ENTRIES SUPPLIED
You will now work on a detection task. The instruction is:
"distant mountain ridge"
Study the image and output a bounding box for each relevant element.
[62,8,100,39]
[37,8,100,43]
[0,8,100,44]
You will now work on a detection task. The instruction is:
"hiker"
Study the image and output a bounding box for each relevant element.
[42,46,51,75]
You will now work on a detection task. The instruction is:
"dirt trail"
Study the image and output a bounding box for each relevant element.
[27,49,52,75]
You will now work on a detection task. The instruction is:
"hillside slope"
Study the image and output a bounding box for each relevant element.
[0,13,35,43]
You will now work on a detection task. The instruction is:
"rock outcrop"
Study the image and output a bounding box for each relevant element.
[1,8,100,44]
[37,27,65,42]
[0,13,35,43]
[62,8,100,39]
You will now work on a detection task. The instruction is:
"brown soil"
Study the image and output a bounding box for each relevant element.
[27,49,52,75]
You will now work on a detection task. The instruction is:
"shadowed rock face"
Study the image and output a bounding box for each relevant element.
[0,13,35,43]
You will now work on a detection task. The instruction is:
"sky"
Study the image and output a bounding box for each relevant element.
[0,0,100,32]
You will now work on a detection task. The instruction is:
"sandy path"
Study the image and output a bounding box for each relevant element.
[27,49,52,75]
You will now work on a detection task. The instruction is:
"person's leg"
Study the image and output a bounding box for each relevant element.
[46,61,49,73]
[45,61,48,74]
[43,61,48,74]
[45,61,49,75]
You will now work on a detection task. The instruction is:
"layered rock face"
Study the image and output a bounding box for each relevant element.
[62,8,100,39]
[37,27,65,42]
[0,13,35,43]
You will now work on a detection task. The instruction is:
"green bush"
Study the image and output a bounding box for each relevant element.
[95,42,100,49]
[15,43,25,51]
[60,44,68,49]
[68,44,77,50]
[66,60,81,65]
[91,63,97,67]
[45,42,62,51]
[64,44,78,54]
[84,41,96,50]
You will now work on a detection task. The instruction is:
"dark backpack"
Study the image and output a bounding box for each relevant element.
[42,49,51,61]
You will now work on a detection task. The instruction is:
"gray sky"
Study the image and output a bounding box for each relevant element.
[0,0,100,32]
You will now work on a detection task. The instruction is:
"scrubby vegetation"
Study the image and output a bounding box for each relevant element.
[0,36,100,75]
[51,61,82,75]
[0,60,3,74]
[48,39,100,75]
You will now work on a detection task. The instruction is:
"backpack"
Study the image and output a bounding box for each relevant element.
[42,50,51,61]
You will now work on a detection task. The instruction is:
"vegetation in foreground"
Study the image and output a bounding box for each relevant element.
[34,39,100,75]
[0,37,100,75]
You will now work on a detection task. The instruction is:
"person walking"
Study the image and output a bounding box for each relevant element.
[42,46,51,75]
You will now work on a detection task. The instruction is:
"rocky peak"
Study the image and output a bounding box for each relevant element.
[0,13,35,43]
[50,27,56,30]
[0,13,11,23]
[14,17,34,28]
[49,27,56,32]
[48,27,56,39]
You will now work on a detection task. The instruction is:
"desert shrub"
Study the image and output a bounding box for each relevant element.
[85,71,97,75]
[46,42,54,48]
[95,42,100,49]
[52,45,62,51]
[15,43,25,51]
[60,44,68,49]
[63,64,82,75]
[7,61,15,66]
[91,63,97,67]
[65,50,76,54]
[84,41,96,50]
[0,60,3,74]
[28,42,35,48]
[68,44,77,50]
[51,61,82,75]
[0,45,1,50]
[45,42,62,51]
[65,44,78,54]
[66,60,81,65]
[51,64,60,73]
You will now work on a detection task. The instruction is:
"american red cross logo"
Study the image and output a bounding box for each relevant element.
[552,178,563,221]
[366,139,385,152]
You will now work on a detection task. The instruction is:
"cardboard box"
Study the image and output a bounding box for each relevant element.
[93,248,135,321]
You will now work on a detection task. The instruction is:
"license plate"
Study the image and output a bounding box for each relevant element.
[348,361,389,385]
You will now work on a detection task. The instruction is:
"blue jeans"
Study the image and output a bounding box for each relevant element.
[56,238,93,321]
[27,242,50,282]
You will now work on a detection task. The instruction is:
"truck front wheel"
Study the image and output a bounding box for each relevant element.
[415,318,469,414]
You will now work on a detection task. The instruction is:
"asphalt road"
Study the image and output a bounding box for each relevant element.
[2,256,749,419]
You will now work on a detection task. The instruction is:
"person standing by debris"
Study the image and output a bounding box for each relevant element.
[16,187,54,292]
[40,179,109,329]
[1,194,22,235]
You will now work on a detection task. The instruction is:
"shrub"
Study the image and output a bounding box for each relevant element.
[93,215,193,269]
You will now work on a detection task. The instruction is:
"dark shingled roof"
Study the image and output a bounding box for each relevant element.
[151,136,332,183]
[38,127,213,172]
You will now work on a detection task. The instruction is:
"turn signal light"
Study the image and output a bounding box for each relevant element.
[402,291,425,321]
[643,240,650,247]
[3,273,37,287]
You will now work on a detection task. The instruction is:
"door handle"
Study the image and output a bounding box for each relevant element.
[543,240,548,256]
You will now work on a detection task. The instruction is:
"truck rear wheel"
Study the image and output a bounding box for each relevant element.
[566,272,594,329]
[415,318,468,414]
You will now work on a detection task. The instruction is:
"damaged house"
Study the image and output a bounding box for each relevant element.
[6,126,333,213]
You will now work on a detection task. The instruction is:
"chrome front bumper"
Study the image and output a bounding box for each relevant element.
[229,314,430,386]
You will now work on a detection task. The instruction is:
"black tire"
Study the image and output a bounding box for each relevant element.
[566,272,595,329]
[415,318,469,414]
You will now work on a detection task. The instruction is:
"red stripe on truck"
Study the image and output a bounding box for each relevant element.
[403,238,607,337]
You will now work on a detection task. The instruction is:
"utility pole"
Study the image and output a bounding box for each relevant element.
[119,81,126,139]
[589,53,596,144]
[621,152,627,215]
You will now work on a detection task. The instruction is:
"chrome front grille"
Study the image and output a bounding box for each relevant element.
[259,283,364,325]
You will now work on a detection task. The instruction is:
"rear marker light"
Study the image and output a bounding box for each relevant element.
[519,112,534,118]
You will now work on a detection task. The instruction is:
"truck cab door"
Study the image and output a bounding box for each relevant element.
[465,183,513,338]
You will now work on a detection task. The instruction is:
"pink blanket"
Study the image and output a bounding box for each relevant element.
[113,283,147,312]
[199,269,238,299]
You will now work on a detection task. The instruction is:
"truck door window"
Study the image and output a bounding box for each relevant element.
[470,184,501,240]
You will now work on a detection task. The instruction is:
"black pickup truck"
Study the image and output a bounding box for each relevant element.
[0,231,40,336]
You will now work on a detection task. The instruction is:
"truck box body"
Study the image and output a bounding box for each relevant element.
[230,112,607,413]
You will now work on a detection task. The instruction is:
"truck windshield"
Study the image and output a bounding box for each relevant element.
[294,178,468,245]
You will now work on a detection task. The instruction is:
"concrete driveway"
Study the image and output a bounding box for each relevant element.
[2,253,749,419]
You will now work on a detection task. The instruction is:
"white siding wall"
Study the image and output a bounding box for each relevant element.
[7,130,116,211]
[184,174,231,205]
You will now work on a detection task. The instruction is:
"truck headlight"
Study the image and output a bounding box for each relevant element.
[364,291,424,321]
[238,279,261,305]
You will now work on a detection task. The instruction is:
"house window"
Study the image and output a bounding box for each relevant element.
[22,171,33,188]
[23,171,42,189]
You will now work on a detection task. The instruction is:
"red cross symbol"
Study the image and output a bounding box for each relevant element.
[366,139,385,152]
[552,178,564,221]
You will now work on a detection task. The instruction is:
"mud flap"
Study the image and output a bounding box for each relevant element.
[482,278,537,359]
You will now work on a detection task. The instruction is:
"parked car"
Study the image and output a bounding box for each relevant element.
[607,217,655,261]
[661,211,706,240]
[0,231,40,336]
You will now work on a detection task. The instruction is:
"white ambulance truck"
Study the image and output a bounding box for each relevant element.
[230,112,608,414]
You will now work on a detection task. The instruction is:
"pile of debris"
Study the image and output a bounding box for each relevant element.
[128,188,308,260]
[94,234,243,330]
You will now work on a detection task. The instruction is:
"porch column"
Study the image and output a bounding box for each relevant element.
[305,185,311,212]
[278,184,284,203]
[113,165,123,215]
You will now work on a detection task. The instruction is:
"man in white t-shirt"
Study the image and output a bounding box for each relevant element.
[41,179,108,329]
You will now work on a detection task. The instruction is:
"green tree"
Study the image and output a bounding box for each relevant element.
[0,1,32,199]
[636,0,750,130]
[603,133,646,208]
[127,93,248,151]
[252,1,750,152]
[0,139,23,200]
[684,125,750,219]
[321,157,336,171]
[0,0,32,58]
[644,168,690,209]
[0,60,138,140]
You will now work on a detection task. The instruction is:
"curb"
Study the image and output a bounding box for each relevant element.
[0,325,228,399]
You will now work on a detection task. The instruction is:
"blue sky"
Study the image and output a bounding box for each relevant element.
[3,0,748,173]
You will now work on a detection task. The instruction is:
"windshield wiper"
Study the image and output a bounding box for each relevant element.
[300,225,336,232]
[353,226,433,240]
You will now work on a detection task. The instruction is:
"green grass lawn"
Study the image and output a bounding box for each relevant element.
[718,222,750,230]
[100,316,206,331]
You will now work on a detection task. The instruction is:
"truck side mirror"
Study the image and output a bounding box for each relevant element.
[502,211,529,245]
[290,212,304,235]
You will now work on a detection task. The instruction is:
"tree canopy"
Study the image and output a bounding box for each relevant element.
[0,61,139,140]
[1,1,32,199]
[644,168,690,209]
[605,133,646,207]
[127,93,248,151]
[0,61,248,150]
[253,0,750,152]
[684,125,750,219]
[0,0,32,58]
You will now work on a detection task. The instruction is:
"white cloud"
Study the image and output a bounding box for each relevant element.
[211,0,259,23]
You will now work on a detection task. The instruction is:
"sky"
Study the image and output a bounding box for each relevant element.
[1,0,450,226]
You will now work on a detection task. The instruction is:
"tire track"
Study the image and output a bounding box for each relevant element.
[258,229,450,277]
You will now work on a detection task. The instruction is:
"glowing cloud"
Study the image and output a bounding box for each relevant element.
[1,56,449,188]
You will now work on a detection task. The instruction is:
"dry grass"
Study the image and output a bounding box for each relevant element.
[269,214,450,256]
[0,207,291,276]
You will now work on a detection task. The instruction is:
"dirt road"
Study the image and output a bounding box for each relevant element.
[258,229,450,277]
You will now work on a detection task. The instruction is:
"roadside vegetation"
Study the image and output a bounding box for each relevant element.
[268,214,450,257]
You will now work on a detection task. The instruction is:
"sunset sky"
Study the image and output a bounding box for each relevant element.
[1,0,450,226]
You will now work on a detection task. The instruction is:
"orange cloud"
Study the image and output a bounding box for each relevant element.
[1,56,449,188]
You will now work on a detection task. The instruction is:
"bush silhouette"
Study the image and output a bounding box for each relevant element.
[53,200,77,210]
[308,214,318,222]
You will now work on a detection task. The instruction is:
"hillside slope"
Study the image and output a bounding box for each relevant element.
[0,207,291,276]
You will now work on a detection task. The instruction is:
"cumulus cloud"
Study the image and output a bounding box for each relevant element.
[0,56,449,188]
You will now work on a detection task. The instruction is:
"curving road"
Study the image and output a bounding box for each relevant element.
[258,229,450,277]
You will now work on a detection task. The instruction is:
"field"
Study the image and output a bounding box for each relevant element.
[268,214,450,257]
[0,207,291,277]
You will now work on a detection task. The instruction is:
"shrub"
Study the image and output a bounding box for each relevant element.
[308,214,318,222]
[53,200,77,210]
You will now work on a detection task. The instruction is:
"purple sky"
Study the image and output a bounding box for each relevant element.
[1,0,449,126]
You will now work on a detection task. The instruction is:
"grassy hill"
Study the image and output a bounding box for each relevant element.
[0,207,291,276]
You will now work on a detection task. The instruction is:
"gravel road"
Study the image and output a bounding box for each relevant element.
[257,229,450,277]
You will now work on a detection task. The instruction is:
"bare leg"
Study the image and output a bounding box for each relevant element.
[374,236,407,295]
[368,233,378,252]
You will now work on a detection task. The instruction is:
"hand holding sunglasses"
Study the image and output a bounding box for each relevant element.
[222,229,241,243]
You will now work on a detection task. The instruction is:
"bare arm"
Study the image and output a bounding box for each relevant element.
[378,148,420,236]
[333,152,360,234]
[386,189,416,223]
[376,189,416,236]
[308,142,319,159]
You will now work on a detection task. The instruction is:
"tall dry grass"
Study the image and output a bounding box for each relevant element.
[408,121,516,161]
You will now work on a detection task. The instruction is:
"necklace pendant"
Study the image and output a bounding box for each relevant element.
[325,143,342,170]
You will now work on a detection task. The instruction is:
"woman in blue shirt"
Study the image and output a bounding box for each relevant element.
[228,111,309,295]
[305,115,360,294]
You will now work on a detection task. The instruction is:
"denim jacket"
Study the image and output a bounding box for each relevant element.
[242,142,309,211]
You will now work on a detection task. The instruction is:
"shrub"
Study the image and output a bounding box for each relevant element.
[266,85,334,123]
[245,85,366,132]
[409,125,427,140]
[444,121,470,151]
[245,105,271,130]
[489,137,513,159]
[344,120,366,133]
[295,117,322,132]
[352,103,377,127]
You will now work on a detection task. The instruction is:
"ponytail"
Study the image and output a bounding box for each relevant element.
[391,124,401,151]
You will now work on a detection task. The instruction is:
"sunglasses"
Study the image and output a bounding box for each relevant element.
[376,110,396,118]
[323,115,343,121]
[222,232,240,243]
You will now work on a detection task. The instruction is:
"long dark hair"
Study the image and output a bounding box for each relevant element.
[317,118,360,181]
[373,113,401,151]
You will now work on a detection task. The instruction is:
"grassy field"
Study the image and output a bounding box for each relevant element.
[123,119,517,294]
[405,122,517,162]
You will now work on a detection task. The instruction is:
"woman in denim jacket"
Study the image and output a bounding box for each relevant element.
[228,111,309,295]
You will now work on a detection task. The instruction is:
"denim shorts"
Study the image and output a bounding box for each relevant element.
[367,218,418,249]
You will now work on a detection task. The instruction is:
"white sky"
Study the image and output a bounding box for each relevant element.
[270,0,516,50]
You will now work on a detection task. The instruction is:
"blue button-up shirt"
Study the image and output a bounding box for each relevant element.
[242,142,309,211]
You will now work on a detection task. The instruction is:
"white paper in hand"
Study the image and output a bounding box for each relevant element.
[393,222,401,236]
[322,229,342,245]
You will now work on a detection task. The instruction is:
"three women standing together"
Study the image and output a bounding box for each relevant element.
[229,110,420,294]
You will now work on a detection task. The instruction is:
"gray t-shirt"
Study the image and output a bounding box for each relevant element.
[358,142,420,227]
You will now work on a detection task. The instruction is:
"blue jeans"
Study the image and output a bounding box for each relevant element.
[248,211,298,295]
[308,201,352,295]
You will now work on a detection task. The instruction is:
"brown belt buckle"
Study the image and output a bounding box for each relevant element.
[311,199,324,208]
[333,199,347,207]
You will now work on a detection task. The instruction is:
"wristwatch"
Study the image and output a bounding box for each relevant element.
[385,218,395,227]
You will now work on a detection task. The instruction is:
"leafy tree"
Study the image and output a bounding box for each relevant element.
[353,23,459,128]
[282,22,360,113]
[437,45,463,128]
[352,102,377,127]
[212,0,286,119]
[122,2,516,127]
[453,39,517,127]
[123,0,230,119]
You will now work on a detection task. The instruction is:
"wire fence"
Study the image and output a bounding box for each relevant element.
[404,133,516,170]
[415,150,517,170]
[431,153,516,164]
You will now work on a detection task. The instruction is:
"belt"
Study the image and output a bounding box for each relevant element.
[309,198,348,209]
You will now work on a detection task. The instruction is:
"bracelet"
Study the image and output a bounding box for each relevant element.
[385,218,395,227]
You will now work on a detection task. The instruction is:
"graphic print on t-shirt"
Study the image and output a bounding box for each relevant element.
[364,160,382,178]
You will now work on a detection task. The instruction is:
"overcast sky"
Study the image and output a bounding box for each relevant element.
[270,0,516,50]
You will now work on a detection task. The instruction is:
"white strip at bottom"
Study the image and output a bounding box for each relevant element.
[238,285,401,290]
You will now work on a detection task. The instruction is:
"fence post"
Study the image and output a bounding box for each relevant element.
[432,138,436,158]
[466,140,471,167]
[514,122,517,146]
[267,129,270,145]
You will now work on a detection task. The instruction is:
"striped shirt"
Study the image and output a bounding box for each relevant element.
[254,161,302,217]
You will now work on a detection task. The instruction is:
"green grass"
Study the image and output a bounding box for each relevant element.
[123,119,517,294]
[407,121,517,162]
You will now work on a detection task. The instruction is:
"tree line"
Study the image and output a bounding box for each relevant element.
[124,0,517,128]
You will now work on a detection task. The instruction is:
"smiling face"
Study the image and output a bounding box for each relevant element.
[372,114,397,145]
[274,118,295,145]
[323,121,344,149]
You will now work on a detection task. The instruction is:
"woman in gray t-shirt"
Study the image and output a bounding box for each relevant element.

WORK ORDER
Those lines of the records that contain the string "green" should be identified and copied.

ANSWER TO THIS PROBLEM
"green bush"
"green tree"
"green grass lawn"
"green grass"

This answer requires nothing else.